**DIRECTIVE:**
Extend the excerpt on GSAS-II rigid bodies, picking up right after its final sentence.

**SELECTED EXCERPT:**
>>>>>
In contrast, 3 position parameters are needed for every atom in a structure on
a general position. Thus, a four-atom group requires 12 positional parameters
and a 6-atom group requires 18 positional parameters, if modeled with
individual atoms, but as rigid-bodies <=6 parameters will be needed.
GSAS-II offers two
types of rigid bodies. This tutorial will demonstrate use of one type, residue
rigid bodies, which allow incorporation of optional torsional parameters, while
the second type, vector rigid bodies, offer one or more refinable size parameters,
which can allow for refinement of selected bond distances or geometrical
factors.
In the supplied
example GSAS-II project file, a set of diffraction data is supplied for a
crystal with two copies of the chiral R-(+)-Carbidopa
molecule (shown below) and two water molecules in the asymmetric unit.
<<<<<
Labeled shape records
>>>>>
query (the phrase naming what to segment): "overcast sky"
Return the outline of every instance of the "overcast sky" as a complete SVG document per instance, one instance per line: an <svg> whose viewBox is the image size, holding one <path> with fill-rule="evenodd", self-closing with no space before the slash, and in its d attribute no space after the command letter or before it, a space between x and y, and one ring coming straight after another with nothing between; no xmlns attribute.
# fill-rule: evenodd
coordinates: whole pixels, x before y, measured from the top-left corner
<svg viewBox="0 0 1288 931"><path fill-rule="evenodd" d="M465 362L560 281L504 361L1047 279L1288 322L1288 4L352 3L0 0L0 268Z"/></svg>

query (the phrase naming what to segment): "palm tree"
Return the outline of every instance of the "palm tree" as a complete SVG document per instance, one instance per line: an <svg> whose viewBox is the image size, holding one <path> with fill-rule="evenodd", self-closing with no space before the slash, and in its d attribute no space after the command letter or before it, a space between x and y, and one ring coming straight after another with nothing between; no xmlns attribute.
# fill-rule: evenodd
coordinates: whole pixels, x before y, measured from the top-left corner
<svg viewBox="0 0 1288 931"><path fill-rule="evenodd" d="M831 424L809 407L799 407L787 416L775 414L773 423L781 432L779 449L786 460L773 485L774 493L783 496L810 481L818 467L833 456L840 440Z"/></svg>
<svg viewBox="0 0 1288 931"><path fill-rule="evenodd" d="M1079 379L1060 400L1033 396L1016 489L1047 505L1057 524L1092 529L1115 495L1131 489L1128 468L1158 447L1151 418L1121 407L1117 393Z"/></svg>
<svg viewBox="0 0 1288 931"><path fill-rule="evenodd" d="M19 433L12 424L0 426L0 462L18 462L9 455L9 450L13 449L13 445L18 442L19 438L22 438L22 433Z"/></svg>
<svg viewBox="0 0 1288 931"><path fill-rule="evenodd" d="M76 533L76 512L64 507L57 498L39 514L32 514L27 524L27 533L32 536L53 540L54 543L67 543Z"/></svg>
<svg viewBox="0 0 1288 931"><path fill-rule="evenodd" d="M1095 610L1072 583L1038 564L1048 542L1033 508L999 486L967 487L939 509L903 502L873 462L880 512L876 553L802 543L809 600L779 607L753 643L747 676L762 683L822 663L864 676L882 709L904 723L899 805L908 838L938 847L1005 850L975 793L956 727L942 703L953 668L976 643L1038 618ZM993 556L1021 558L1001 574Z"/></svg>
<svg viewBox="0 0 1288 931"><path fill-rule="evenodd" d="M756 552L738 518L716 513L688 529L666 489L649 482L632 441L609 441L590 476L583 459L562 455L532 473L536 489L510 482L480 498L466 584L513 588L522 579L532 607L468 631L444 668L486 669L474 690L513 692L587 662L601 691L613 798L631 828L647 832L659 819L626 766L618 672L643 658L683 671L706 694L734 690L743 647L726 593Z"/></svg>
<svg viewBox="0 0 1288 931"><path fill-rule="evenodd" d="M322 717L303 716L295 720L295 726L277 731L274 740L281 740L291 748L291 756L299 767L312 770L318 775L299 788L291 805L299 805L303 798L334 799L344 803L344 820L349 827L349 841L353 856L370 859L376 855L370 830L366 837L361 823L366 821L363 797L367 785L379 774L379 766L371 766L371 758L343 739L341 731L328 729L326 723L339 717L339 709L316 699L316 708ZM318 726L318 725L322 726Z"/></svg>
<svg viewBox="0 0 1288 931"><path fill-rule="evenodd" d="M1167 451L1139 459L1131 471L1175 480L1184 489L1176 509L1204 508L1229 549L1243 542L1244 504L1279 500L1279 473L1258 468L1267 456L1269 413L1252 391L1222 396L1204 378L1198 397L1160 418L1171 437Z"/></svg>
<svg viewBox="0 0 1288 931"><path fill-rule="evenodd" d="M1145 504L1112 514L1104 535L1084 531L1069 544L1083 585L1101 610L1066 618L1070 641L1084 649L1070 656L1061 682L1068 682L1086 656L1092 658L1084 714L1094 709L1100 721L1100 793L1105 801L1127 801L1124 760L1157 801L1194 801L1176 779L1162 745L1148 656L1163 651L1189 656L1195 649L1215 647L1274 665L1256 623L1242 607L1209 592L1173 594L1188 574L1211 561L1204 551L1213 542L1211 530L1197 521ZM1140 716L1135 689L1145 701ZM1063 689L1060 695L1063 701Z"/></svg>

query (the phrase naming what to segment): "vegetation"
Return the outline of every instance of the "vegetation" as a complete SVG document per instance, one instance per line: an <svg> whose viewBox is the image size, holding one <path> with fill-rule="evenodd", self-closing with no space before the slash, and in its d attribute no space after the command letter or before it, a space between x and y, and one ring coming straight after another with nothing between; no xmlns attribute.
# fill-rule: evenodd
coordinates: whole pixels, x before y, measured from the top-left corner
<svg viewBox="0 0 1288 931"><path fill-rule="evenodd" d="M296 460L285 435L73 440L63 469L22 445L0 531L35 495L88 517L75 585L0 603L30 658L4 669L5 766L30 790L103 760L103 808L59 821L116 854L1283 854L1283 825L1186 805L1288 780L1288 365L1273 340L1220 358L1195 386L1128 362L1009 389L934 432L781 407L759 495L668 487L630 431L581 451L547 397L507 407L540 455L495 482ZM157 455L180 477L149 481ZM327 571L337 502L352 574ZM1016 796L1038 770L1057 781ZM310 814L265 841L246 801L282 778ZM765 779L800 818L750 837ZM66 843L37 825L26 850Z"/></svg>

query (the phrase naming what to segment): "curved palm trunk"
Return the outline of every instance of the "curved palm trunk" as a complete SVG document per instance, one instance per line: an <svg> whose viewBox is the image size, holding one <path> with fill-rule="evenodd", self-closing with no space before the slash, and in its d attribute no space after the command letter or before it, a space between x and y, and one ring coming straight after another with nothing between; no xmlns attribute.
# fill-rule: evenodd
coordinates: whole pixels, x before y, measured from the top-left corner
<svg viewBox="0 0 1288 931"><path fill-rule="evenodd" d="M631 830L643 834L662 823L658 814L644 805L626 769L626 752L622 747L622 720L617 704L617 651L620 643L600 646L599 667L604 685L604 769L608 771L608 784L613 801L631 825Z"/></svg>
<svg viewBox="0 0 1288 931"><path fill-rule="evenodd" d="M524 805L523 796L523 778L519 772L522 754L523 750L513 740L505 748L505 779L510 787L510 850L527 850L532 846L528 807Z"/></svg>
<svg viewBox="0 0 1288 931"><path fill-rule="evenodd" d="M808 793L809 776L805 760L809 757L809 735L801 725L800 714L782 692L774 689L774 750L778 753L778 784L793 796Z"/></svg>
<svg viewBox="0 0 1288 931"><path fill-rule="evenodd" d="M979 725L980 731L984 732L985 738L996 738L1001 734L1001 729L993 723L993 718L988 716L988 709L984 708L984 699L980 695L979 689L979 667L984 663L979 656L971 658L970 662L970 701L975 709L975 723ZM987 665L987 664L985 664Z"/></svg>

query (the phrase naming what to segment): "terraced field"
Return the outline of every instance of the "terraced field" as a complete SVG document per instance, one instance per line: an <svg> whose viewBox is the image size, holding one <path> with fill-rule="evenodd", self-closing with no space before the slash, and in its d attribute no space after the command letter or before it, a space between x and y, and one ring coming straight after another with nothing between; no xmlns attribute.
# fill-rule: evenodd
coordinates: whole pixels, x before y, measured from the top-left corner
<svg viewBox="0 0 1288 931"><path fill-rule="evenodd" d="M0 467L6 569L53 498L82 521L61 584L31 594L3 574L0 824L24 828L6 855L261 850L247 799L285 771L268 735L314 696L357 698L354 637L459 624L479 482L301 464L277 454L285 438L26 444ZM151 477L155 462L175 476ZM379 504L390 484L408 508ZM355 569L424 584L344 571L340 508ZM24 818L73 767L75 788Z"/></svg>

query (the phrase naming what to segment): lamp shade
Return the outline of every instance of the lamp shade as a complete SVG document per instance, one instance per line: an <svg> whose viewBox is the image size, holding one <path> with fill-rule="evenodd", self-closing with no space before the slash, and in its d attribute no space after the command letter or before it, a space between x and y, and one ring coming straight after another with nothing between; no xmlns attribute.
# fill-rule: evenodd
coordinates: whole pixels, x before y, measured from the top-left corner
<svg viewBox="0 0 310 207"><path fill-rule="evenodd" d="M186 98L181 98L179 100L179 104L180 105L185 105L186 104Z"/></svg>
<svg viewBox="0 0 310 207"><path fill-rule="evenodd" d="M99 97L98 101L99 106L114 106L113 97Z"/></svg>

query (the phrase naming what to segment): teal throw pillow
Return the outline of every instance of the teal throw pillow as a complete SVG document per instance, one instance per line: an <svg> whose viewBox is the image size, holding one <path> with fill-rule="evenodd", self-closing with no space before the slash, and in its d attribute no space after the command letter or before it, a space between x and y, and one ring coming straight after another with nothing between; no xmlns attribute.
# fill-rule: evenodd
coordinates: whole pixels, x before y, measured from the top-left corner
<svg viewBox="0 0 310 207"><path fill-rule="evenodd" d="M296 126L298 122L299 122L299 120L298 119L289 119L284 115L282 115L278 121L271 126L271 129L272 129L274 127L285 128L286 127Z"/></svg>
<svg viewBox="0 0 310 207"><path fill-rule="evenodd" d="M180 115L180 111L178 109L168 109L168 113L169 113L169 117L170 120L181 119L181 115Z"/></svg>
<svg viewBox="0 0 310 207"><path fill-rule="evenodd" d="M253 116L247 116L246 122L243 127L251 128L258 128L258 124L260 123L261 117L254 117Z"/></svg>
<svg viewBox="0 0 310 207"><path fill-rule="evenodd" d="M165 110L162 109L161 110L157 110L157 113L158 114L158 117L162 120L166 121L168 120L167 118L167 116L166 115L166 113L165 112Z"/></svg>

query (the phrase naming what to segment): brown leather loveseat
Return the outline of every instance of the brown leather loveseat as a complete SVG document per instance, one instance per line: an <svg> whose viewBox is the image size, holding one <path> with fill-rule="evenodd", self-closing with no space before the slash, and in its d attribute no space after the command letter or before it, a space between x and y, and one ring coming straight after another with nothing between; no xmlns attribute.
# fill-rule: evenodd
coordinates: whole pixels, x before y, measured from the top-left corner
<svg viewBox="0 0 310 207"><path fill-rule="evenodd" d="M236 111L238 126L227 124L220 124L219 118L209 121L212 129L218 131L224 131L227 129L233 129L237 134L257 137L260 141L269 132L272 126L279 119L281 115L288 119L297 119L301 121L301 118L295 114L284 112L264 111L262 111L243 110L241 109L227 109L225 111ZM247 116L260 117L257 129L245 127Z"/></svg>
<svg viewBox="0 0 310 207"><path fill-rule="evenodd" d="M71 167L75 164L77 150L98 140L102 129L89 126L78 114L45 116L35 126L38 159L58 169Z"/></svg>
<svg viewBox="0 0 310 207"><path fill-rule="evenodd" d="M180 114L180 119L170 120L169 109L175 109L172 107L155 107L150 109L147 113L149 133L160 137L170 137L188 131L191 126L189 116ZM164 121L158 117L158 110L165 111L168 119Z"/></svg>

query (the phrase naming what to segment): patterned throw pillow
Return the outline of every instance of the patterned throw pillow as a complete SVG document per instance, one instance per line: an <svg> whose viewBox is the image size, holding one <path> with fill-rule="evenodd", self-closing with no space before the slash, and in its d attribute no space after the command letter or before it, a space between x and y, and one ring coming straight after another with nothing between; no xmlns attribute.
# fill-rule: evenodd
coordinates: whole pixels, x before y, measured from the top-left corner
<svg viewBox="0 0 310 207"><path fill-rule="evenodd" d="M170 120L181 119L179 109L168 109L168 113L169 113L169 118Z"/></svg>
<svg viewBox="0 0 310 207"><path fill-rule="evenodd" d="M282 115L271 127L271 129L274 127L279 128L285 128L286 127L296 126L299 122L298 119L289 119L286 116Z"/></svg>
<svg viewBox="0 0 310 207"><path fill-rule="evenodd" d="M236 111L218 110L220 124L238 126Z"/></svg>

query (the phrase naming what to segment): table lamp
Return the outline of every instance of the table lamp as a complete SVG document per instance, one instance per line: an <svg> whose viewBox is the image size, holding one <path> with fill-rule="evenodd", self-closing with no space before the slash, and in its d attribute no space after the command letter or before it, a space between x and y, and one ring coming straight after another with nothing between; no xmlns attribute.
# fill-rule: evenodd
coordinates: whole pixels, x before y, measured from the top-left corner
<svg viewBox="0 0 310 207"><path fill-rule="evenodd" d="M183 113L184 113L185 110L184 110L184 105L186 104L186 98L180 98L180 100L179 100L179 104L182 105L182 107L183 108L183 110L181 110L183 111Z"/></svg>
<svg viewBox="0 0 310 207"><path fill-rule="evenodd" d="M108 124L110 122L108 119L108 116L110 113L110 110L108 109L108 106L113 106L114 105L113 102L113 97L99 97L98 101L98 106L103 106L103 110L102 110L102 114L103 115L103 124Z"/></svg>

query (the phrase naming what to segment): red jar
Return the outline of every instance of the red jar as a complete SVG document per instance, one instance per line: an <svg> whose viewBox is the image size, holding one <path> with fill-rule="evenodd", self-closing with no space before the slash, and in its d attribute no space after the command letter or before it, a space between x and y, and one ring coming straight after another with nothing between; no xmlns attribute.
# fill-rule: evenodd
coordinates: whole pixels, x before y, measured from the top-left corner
<<<<<
**OUTPUT OF THE TASK:**
Note that
ignoring H atom positioning, because the phenyl ring defines the relative
positions of the 6 component atoms and 3 atoms directly bonded to the ring, and
since bond distances and angles are well known, this molecule has only four
torsional degrees of freedom, where rotation is possible around the four bonds
circled below.
Thus, all
16 non-hydrogen atoms can be positioned with 3 coordinates, 3 orientation
parameters and 4 torsions. Compare these 10 parameters to the 48 positional
parameters for 16 unconstrained atoms. (Adding 5 more torsions would allow for
the hydrogen atoms to be positioned as well, for a total of 30 atoms from 15
parameters.)
In this
example, the fit in the supplied GSAS-II project file appears quite good with
respect to the agreement to the observed data, but closer examination shows
that the bond distances and angles of the two molecular groups are quite
irregular. Since this distorted structure is not physically reasonable, this
model is far from optimal. This well-fitting but poor quality
model is due to use of too many parameters, which is sometimes called
overfitting. In this tutorial, a better model will be developed using rigid
bodies for the two molecules.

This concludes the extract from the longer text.